[TASK BRIEF]: Keep only the lines of the records below that contain the string "paved", and copy each one out. Case counts.

════════════════════

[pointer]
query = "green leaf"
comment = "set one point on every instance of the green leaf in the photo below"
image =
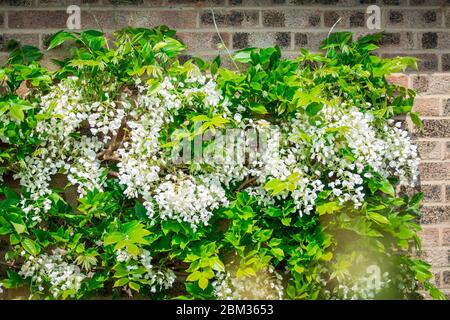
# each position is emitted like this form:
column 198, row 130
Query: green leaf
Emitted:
column 93, row 39
column 203, row 283
column 20, row 228
column 135, row 286
column 258, row 108
column 17, row 112
column 387, row 188
column 415, row 118
column 59, row 38
column 196, row 275
column 121, row 282
column 377, row 217
column 113, row 237
column 314, row 108
column 328, row 207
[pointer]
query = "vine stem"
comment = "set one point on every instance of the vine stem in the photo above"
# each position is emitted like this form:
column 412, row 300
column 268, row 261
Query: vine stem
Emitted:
column 221, row 40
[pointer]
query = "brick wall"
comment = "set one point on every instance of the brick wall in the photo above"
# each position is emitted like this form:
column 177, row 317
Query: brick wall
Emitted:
column 419, row 28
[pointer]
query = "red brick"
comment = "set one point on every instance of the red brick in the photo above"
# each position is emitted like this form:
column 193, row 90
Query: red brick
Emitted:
column 435, row 170
column 427, row 106
column 196, row 41
column 430, row 237
column 446, row 237
column 429, row 150
column 180, row 19
column 398, row 79
column 37, row 19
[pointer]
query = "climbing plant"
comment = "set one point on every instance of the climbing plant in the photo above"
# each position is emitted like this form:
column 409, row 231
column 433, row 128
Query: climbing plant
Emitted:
column 277, row 178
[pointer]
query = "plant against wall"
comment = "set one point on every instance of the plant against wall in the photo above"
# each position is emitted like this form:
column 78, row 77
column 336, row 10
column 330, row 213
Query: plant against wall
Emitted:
column 311, row 214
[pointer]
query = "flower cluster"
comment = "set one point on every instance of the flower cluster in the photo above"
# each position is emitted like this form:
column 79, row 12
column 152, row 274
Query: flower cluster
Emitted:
column 54, row 271
column 156, row 277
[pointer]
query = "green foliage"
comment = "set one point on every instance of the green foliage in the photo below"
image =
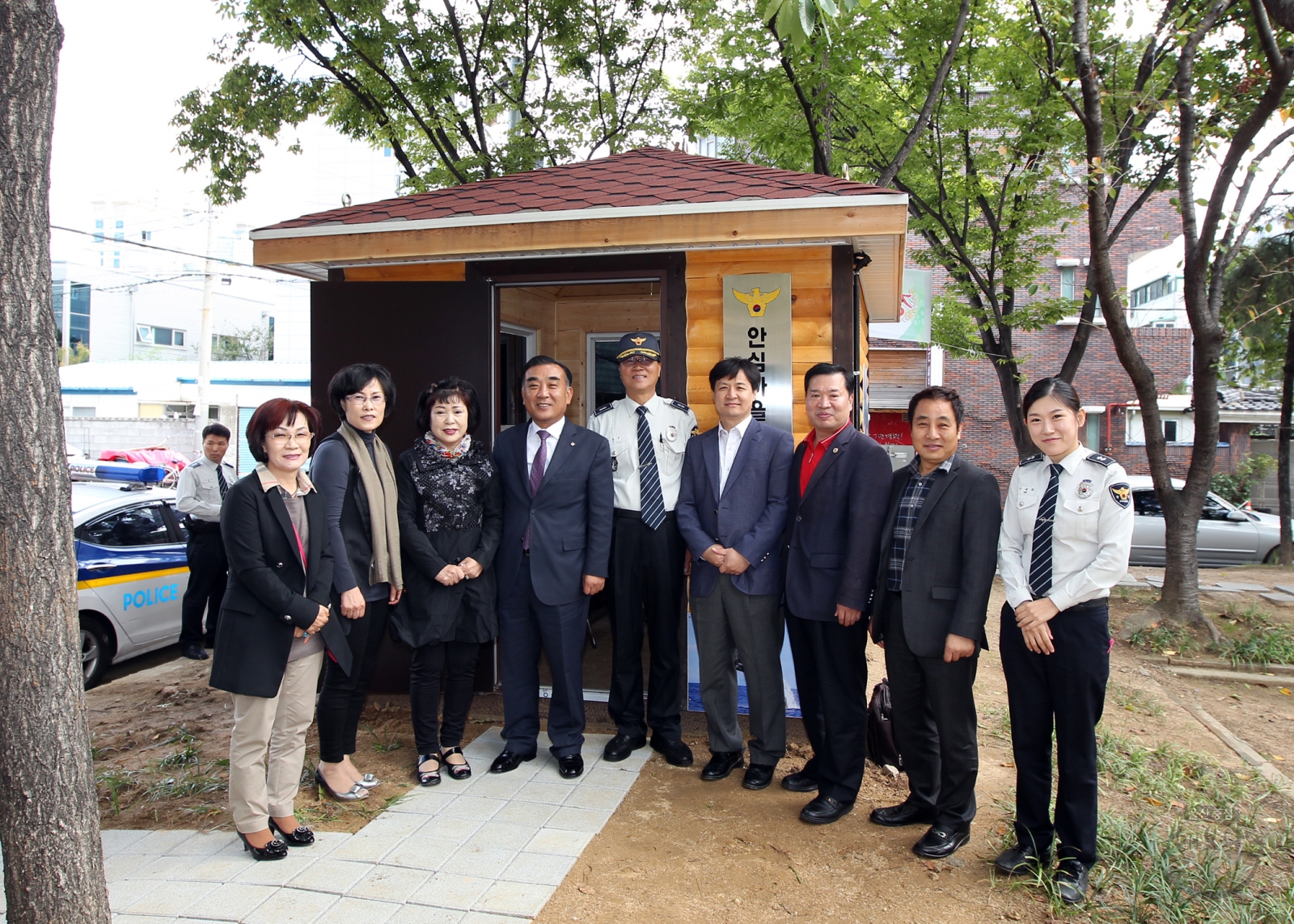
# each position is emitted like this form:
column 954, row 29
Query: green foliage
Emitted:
column 1237, row 486
column 459, row 92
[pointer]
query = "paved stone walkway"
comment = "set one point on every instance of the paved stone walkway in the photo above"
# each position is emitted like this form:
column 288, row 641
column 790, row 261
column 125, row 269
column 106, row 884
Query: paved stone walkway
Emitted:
column 487, row 850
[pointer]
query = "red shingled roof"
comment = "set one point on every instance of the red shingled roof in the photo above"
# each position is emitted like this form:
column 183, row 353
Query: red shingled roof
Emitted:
column 646, row 176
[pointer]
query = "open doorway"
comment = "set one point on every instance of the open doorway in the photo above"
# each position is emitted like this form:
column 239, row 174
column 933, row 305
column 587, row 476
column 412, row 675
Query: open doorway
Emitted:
column 579, row 324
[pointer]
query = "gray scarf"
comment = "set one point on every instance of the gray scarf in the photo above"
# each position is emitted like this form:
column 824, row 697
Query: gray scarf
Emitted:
column 379, row 484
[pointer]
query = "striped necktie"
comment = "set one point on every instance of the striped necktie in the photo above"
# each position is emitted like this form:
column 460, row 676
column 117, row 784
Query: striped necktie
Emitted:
column 650, row 500
column 1039, row 562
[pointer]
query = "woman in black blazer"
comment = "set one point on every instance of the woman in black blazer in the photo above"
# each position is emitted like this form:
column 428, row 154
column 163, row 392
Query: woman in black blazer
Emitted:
column 450, row 521
column 269, row 639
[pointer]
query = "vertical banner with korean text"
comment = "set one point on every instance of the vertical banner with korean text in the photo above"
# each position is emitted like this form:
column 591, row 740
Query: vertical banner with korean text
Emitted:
column 757, row 325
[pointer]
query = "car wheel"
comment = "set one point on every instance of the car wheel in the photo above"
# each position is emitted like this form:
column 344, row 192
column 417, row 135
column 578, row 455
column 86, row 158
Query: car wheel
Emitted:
column 96, row 648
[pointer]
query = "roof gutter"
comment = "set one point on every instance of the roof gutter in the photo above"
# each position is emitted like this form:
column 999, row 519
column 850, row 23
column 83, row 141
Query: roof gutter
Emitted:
column 668, row 209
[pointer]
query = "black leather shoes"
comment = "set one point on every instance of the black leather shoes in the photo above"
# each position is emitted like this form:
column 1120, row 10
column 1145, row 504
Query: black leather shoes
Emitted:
column 674, row 752
column 722, row 762
column 509, row 762
column 1071, row 881
column 901, row 814
column 757, row 777
column 937, row 844
column 825, row 810
column 800, row 782
column 1022, row 859
column 621, row 745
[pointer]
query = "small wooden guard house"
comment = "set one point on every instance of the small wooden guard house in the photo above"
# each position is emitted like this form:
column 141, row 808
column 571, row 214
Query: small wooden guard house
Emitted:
column 715, row 256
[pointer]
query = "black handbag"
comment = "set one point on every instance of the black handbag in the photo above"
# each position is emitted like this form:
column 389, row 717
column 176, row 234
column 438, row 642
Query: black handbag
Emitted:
column 882, row 745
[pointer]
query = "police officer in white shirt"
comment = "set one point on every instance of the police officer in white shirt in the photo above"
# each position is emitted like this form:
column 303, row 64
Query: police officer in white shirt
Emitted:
column 200, row 492
column 1067, row 532
column 649, row 435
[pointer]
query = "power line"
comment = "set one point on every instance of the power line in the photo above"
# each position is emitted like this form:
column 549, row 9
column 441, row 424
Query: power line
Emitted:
column 103, row 238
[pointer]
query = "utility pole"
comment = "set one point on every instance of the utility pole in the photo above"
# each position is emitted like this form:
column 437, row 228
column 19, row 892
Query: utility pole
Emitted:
column 209, row 282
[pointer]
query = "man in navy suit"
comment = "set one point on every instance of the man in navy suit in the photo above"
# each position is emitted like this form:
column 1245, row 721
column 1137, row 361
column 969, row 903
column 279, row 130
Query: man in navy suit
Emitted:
column 731, row 512
column 839, row 489
column 553, row 557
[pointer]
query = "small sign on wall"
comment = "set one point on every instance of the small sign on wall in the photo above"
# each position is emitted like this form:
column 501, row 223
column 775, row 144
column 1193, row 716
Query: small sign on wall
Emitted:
column 757, row 325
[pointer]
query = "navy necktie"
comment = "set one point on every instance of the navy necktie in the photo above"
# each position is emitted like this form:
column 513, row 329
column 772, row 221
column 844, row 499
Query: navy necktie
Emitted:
column 1039, row 562
column 650, row 500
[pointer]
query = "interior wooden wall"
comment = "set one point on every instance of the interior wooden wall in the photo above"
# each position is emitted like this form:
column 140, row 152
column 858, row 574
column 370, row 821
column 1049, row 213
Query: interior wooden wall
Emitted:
column 810, row 316
column 566, row 314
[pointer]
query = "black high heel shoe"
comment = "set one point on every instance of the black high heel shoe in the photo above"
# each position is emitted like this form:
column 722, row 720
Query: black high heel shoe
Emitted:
column 303, row 836
column 276, row 849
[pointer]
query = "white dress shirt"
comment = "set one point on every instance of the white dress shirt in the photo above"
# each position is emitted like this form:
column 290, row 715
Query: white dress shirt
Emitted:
column 197, row 491
column 532, row 443
column 730, row 441
column 1091, row 531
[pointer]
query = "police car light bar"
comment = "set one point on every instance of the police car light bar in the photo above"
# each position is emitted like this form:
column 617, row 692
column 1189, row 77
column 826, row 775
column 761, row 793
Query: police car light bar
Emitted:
column 133, row 473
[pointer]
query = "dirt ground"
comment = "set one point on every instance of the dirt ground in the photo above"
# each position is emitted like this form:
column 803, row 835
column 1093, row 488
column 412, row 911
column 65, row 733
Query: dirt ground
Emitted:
column 709, row 850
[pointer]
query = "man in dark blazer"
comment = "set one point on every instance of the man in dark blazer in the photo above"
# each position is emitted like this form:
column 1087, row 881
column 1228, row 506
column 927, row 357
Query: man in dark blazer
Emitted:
column 940, row 551
column 839, row 489
column 731, row 512
column 554, row 553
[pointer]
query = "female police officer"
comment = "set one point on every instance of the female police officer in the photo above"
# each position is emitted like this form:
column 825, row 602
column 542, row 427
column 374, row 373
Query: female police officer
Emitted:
column 1067, row 532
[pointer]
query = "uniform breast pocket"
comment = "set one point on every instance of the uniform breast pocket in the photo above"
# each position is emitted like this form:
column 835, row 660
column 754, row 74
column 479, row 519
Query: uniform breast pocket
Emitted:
column 1080, row 521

════════════════════

[RESPONSE BELOW]:
query = "paved stone walkway"
comment = "set one point on every instance of the paved stone walkway in the photo above"
Query: paved stone walkway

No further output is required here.